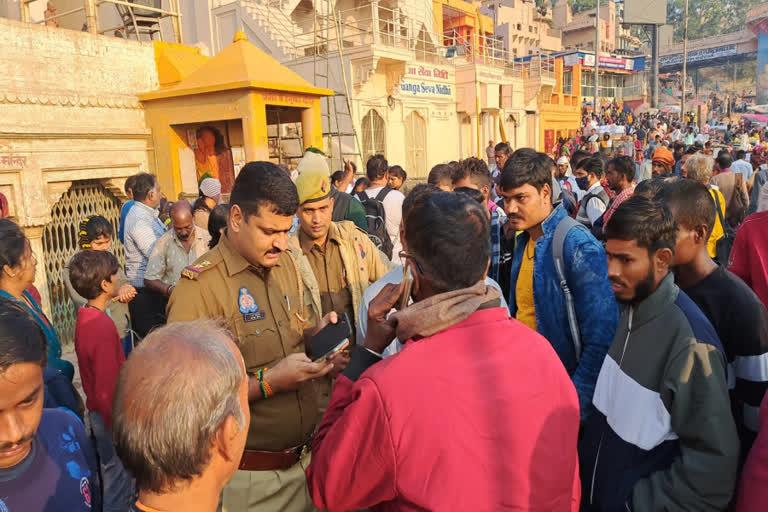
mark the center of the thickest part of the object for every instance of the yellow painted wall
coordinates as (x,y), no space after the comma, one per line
(167,119)
(559,114)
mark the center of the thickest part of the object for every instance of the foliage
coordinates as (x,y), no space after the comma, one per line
(705,17)
(708,17)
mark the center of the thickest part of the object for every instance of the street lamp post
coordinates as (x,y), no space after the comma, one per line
(685,61)
(597,50)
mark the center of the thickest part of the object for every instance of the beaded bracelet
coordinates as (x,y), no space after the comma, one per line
(266,389)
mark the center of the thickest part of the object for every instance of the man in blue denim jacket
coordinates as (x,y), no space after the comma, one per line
(536,298)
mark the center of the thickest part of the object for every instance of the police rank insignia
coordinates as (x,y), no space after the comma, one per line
(248,306)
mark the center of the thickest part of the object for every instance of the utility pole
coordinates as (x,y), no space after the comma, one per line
(685,61)
(655,68)
(597,51)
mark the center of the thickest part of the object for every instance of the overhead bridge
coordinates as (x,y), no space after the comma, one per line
(712,51)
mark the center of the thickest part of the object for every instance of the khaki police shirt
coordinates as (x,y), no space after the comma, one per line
(329,271)
(264,311)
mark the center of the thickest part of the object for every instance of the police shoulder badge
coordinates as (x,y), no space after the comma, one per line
(248,307)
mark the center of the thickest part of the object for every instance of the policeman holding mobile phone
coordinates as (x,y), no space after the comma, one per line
(252,281)
(337,259)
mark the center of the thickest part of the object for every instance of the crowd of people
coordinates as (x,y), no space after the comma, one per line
(584,332)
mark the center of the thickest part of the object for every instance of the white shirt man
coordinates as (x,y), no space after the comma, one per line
(595,206)
(742,167)
(378,174)
(393,209)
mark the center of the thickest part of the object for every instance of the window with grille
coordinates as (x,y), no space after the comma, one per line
(415,145)
(374,135)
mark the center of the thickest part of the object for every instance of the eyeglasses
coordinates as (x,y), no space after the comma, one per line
(406,256)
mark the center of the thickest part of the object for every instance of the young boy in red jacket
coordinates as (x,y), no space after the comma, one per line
(99,354)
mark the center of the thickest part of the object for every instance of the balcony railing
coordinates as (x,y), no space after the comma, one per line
(134,13)
(375,25)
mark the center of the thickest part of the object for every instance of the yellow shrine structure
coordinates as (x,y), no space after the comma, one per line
(237,95)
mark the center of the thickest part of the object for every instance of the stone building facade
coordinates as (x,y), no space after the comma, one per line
(71,130)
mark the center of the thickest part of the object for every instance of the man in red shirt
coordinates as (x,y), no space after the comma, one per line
(99,352)
(749,256)
(476,412)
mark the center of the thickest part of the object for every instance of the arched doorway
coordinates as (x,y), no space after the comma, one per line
(83,198)
(416,145)
(374,135)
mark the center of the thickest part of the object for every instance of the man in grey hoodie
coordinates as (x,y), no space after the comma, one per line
(662,437)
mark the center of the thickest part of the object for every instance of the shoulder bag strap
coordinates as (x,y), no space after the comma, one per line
(717,207)
(383,193)
(558,243)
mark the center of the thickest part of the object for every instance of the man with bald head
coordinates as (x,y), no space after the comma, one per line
(179,247)
(176,249)
(182,435)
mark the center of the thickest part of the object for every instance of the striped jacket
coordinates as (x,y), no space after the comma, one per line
(662,437)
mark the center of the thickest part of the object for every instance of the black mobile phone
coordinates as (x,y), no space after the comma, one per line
(332,339)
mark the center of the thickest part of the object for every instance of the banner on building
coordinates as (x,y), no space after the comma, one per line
(424,80)
(699,55)
(617,63)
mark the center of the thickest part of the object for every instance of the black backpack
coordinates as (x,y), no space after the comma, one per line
(377,220)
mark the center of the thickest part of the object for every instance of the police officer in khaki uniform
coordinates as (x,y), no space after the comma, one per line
(337,260)
(252,282)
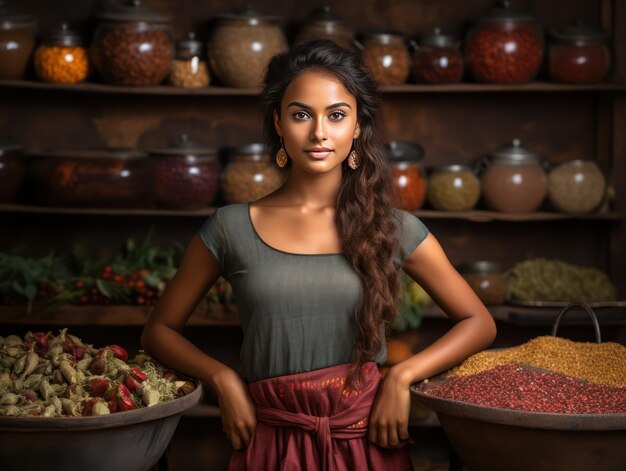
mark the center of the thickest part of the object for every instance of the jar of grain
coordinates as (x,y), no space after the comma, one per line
(504,46)
(437,59)
(189,68)
(453,188)
(62,58)
(241,47)
(387,57)
(514,180)
(132,45)
(17,41)
(409,179)
(577,186)
(486,279)
(250,174)
(579,54)
(322,24)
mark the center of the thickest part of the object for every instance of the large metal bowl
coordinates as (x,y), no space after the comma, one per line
(492,439)
(132,440)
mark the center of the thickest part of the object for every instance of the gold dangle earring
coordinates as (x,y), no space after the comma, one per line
(281,155)
(353,158)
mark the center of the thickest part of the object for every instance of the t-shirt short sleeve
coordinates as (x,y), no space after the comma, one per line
(411,232)
(213,236)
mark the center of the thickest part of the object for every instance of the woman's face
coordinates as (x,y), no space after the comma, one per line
(318,122)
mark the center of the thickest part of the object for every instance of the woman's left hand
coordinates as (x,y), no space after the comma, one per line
(389,420)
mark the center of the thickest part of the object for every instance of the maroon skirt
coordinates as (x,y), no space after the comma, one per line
(310,421)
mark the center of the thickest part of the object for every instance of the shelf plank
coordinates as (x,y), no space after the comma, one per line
(474,216)
(90,87)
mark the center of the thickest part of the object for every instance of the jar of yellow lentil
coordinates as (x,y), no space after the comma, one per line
(61,58)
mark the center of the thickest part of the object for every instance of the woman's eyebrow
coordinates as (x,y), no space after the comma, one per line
(307,107)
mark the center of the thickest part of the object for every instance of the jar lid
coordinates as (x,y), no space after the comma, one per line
(405,151)
(131,11)
(7,147)
(437,39)
(9,18)
(323,15)
(515,154)
(113,154)
(248,15)
(451,168)
(479,267)
(502,12)
(184,146)
(190,45)
(63,36)
(578,32)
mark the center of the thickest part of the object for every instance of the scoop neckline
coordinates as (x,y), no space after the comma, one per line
(260,239)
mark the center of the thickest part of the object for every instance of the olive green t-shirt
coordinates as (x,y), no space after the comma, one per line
(296,310)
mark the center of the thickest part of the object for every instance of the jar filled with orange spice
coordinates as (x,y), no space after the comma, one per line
(408,175)
(61,58)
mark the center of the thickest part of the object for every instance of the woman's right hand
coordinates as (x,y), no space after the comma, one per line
(236,408)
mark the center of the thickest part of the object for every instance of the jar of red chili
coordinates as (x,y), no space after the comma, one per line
(387,57)
(437,59)
(504,47)
(578,54)
(408,175)
(186,175)
(514,180)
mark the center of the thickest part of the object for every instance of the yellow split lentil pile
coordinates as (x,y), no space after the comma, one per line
(599,363)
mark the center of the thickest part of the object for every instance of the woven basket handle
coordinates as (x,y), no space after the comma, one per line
(589,311)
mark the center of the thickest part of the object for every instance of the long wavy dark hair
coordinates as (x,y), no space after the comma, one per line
(364,217)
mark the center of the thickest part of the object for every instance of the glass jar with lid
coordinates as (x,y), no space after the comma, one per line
(12,170)
(453,188)
(62,58)
(408,175)
(189,68)
(514,180)
(17,41)
(486,279)
(241,47)
(437,59)
(504,46)
(132,45)
(250,174)
(577,186)
(186,175)
(386,56)
(578,54)
(322,24)
(95,178)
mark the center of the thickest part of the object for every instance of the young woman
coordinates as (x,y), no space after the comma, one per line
(314,267)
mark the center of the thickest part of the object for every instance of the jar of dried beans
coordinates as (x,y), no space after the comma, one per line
(132,46)
(486,279)
(17,41)
(514,180)
(437,59)
(61,58)
(578,54)
(189,69)
(453,188)
(250,174)
(12,170)
(577,186)
(322,24)
(387,57)
(504,47)
(186,175)
(242,45)
(408,175)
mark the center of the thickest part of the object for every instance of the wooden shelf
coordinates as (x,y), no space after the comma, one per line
(474,216)
(89,87)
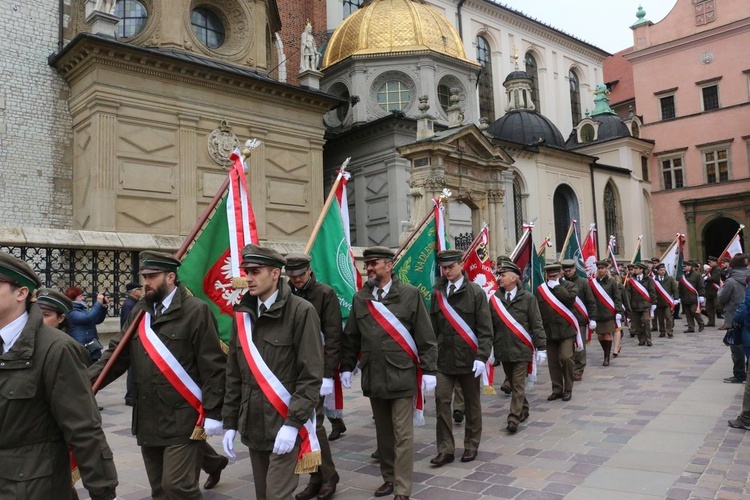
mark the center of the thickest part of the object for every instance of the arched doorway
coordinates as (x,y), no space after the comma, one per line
(717,234)
(565,207)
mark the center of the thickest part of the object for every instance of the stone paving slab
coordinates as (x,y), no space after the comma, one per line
(651,425)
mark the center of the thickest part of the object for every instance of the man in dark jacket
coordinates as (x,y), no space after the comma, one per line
(274,367)
(178,328)
(323,298)
(556,300)
(384,310)
(516,347)
(462,354)
(692,295)
(47,404)
(584,302)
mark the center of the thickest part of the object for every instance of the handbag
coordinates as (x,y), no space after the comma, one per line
(734,334)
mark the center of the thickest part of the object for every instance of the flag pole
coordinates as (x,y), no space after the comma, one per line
(197,228)
(326,206)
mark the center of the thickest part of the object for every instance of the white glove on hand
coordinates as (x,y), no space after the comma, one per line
(326,388)
(285,439)
(346,379)
(478,369)
(212,427)
(429,382)
(228,443)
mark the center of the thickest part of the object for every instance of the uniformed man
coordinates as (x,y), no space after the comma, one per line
(323,298)
(666,298)
(513,307)
(460,318)
(712,286)
(47,404)
(585,311)
(180,329)
(387,314)
(692,295)
(277,330)
(556,300)
(642,300)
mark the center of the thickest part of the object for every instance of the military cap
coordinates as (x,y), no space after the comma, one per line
(377,253)
(508,266)
(554,267)
(297,263)
(18,272)
(258,256)
(157,262)
(449,257)
(54,300)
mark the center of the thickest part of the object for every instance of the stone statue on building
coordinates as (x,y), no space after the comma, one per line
(308,51)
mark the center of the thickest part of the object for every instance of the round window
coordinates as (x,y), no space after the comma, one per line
(207,27)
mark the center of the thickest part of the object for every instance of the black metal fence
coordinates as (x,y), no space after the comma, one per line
(106,271)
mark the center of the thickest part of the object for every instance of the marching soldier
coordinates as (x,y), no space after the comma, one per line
(520,340)
(323,298)
(461,321)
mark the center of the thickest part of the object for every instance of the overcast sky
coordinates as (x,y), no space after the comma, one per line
(604,23)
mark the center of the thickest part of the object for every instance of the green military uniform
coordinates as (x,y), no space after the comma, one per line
(512,352)
(388,373)
(689,300)
(456,357)
(287,336)
(163,420)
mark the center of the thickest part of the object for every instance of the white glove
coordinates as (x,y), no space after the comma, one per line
(228,443)
(285,439)
(478,369)
(326,388)
(541,357)
(212,427)
(346,379)
(428,383)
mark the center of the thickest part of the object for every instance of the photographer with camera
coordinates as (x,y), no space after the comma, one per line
(82,320)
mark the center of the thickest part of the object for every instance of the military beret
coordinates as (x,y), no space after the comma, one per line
(157,262)
(258,256)
(448,257)
(18,272)
(297,263)
(52,299)
(377,253)
(508,266)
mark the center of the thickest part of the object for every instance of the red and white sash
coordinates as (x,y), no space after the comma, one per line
(171,368)
(391,324)
(663,293)
(563,311)
(279,397)
(457,322)
(518,330)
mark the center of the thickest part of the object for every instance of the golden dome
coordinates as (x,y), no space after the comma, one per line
(387,26)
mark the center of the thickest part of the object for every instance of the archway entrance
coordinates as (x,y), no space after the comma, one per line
(717,234)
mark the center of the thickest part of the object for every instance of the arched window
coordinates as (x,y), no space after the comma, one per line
(532,71)
(486,95)
(575,97)
(518,207)
(611,217)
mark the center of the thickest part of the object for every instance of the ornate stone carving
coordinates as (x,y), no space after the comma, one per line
(221,143)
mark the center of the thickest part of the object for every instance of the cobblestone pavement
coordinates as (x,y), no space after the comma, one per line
(652,425)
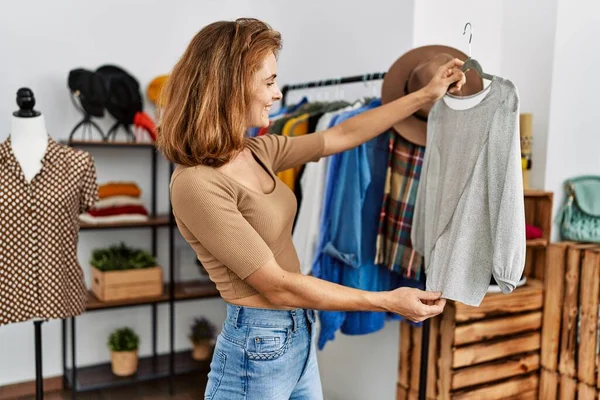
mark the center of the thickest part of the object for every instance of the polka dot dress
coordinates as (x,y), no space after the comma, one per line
(40,276)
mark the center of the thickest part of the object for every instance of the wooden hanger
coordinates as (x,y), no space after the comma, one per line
(471,63)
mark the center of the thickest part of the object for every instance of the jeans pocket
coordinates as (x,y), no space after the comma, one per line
(267,343)
(215,376)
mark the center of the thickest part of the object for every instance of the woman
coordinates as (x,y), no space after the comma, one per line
(235,213)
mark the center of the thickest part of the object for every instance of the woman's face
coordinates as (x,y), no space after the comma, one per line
(265,93)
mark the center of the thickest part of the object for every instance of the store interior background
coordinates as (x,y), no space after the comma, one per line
(550,50)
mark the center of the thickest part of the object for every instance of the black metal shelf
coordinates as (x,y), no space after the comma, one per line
(191,290)
(156,221)
(156,366)
(109,144)
(100,376)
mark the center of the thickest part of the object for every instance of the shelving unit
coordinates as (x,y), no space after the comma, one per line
(156,366)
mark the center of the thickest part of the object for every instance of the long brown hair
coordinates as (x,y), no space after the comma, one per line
(205,100)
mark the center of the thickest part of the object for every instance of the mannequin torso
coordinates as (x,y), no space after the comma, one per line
(29,140)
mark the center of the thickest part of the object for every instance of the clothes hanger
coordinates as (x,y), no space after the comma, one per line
(472,63)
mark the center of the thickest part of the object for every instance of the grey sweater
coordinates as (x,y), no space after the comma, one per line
(469,220)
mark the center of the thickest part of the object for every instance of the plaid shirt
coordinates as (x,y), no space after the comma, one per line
(394,247)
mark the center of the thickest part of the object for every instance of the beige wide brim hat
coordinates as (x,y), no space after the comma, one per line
(411,72)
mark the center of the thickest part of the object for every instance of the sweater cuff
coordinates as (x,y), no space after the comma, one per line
(507,285)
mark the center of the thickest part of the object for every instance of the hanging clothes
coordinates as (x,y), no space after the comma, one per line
(394,247)
(354,192)
(306,230)
(469,220)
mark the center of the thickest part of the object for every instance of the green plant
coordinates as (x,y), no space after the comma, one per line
(121,257)
(202,329)
(123,339)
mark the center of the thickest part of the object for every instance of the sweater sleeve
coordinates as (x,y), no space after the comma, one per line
(505,194)
(286,152)
(208,209)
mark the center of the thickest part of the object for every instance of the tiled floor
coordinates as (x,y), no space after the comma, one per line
(190,387)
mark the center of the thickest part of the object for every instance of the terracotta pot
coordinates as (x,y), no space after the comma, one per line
(124,363)
(202,350)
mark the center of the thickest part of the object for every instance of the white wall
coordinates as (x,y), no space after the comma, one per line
(348,38)
(41,42)
(527,59)
(573,139)
(343,39)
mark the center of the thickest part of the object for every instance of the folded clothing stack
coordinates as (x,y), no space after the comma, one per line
(119,202)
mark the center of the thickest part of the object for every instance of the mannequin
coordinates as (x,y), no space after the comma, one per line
(29,138)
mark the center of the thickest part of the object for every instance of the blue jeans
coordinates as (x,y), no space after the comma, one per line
(265,354)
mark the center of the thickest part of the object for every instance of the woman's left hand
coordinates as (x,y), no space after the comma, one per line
(446,75)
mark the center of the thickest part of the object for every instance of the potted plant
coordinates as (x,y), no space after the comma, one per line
(121,272)
(202,335)
(123,344)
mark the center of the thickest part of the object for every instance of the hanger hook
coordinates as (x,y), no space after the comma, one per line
(470,35)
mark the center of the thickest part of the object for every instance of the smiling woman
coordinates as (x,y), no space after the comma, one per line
(237,215)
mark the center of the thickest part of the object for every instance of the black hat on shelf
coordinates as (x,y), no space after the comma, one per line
(89,88)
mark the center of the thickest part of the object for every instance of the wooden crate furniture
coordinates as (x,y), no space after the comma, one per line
(538,212)
(569,355)
(486,352)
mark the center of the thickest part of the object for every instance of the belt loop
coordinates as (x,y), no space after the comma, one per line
(236,315)
(295,322)
(311,315)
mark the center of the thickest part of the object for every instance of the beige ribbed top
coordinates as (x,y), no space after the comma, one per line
(233,229)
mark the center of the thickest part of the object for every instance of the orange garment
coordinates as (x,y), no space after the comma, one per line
(294,127)
(119,189)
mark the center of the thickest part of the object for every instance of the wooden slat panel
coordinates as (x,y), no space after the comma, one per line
(417,335)
(513,387)
(529,395)
(482,352)
(432,357)
(568,340)
(540,264)
(405,353)
(554,289)
(586,392)
(447,327)
(495,371)
(548,384)
(525,298)
(529,263)
(530,210)
(401,393)
(588,299)
(494,328)
(568,388)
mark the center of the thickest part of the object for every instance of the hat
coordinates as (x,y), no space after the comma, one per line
(155,88)
(411,72)
(89,88)
(124,98)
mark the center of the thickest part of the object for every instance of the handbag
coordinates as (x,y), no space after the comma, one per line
(580,216)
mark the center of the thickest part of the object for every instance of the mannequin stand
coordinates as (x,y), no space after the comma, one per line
(39,380)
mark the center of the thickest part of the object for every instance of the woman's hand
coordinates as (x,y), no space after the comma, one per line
(446,75)
(414,304)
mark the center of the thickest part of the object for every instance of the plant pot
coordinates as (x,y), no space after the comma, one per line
(124,363)
(203,350)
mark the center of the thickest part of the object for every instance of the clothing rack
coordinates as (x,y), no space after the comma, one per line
(427,323)
(329,82)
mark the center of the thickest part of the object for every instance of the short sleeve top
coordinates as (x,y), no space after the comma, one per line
(233,229)
(40,276)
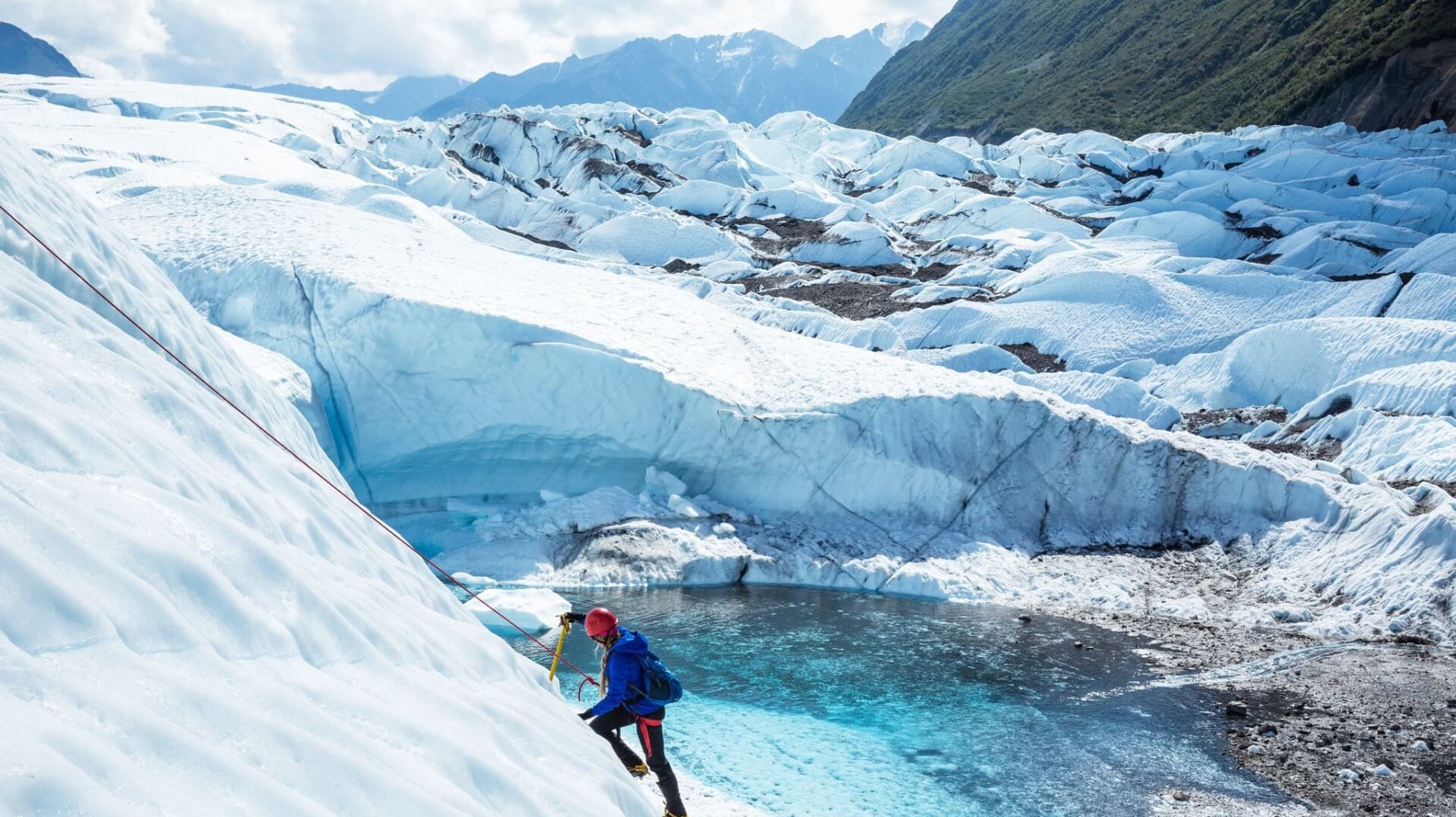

══════════════════════════════

DESCRIPTION OF THE TASK » Repeat, exactly and in full, each line from the start of the data to the line that contains "of the foliage". Pictures do not go in.

EXERCISE OUTPUT »
mark the center of the thickest part of the object for every instance of the yellow painted wall
coordinates as (x,y), no space after the comma, one per line
(167,119)
(559,114)
mark the center of the thickest part of the object for every instance of the foliage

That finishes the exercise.